» **Task instructions**
Show every line of the records that contains the string "framed", matching case exactly.

» **Data rows**
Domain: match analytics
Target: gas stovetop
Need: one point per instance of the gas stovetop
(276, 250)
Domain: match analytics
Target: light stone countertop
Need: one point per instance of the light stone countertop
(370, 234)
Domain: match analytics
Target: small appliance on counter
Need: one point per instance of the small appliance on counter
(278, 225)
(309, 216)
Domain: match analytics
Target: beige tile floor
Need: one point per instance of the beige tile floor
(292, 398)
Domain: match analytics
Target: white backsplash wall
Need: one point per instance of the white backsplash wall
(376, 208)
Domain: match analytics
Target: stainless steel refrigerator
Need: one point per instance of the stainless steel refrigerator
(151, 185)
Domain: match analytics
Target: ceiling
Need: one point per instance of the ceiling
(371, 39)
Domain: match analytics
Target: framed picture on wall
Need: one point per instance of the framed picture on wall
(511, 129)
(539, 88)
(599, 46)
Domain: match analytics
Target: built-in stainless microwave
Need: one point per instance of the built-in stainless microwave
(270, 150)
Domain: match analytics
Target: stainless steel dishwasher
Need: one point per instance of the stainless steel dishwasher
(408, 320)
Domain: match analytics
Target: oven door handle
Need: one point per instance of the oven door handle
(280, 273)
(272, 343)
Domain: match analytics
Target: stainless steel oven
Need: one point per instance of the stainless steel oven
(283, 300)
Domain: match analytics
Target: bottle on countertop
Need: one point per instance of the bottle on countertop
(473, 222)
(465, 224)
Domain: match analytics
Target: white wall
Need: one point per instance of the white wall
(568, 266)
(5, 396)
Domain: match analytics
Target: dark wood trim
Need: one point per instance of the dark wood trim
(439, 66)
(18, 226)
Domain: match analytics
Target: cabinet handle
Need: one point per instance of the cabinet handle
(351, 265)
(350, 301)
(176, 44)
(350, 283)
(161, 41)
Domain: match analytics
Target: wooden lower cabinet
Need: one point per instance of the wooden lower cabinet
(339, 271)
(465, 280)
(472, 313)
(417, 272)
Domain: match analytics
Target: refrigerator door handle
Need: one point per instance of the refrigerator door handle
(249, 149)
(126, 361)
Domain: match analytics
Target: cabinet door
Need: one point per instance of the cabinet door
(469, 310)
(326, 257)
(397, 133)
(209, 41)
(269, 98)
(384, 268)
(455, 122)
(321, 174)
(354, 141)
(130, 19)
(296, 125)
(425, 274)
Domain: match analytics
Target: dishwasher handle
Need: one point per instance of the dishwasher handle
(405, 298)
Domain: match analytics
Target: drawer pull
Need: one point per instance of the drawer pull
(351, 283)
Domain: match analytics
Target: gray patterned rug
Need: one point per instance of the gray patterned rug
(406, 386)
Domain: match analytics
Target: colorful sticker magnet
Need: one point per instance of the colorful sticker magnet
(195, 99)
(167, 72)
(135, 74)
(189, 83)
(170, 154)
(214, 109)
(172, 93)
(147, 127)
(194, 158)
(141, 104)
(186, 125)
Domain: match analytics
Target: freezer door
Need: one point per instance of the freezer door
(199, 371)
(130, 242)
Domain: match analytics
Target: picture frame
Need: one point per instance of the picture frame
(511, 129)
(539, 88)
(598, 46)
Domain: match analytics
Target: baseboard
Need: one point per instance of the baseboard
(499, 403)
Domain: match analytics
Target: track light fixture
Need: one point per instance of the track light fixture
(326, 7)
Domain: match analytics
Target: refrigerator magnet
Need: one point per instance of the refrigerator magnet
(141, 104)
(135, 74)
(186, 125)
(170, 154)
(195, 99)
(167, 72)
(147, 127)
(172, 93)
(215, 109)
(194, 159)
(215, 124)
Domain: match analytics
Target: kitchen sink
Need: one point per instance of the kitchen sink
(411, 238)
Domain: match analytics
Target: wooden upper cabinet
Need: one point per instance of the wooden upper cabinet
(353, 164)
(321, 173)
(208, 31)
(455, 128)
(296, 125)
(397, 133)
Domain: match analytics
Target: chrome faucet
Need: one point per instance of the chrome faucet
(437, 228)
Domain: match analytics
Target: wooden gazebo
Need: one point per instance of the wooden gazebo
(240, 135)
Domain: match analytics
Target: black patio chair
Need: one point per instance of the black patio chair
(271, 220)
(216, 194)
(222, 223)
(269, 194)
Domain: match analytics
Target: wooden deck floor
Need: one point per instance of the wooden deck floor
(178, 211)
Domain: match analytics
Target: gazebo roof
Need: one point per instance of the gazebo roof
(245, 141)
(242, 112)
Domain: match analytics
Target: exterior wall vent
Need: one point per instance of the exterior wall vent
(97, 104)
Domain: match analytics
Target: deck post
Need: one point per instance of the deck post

» **Complete answer**
Target: framed picture on wall
Need: one point per instance of the framed picture on wall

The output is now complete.